##### Data section

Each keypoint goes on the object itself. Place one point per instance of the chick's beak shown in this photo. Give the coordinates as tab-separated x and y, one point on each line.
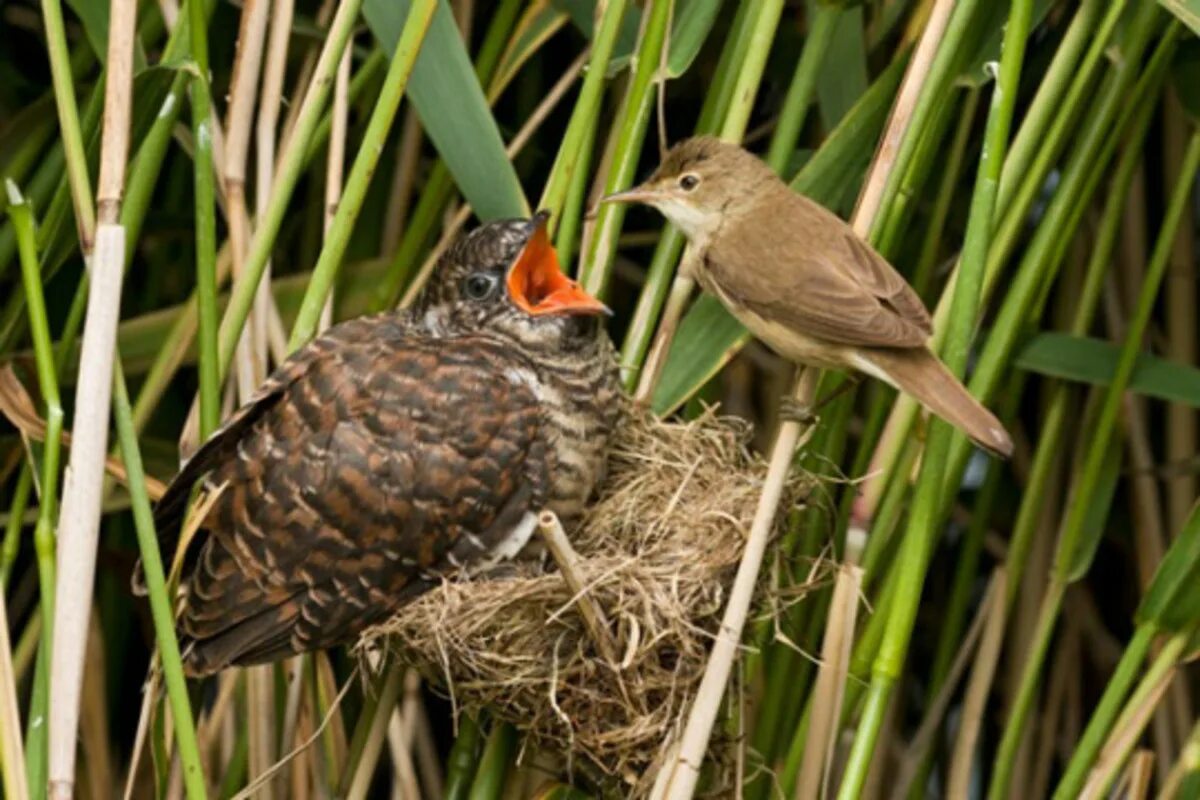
537	283
642	193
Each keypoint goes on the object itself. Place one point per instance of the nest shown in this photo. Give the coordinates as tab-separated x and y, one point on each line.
657	555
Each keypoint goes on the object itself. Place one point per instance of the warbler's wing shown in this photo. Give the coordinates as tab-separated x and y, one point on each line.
804	268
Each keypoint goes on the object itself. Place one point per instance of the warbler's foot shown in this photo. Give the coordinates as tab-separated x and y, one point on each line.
795	410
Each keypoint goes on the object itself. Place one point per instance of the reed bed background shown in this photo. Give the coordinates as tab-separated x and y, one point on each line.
192	191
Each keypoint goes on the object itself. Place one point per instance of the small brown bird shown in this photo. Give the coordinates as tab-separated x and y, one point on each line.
394	450
802	281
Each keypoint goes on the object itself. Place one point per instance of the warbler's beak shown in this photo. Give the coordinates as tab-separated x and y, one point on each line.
537	283
637	194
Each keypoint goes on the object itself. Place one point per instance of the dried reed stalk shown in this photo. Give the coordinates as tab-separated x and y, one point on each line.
831	684
657	557
83	488
685	770
12	753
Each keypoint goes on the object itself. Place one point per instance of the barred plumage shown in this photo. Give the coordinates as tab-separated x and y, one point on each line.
390	451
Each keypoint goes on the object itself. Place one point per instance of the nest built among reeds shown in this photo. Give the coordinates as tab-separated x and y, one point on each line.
657	555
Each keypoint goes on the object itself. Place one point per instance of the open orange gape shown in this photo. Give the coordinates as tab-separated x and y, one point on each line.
537	282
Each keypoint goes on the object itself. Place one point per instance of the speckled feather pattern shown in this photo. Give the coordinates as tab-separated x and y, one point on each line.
388	452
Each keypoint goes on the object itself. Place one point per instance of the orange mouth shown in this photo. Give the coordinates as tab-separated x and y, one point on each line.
538	286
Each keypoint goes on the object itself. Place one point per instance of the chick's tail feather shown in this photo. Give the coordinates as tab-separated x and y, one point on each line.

##########

» **Exercise task**
Please edit all the rows above by replacing "keypoint" with "marker" and keeping everything else the same. Leave the pictures out of your answer.

» **The solution**
Each marker goes on the object itself. Place one point per instance of the chick's beak shown in this photo. Give the coordinates as tab-separated x and y, one point on each line.
537	283
642	193
Each marker goes on the object itself. Place one point per instance of the nest shown in this photo. Give the coordinates as tab-separated x and y, one point on each line.
657	555
Each marker goes on the object itself. Place one point per instance of the warbler's wing shown in this photo. Give the coordinates as tab-separated x and y, one point on each line.
804	268
Each marker goes on the object itself. Place one point per instance of the warbler's foot shown in this photo. Give the coordinates as tab-separated x and y, one point on each line.
795	410
Each marker goes on the object itself. Place one point per instance of the reed bed background shown in this photo. Give the coordinates as tab-separated x and y, one point on each line.
192	191
Each marker goes on the object itself. Place one point per instance of the small brown bird shown in this photo. Give the coordinates as tab-separated x and y, one point on each line.
394	450
802	281
Each marker goes on the object itself. Place one point per instance of the warbler's beak shown in this photo. Give the coordinates as tab-separated x and y, one point on each line.
537	283
637	194
Each marker goes on the object itself. Place one point per instance of the dried reed stalk shown in this photo. Give the coordinates as tab-separated x and y, one point on each line.
831	684
657	557
83	488
685	770
12	753
Each marker goes on the object itself. Place one point per instance of the barred plumage shown in this photo. Give the coordinates as tab-separated x and y, one point on each line.
390	451
Each marker goes on the object itself. Place one point per instance of the nest built among reeds shown in this photo. Give the coordinates as tab-separated x and y, one point on each line.
657	555
Each marker goes on the object itself. Place one point per instance of the open orange gape shown in this photo. Give the coordinates as tab-separated x and y, one point on each line.
537	282
Each marker goes on the object itself. Place one point per instance of the speckled feather pattern shown in this photo. Give the coordinates as tab-separated x and y, one point on each line.
388	452
Each marker goes on the object itself. Place one point per instance of the orange mouth shown in this photo. Give the coordinates as tab-separated x and y, one point on each line.
538	286
Each marker goes on the object itself. Place one point per instance of the chick's tail feather shown in this photo. Give the coordinates as tab-separated x and y, one point on each line.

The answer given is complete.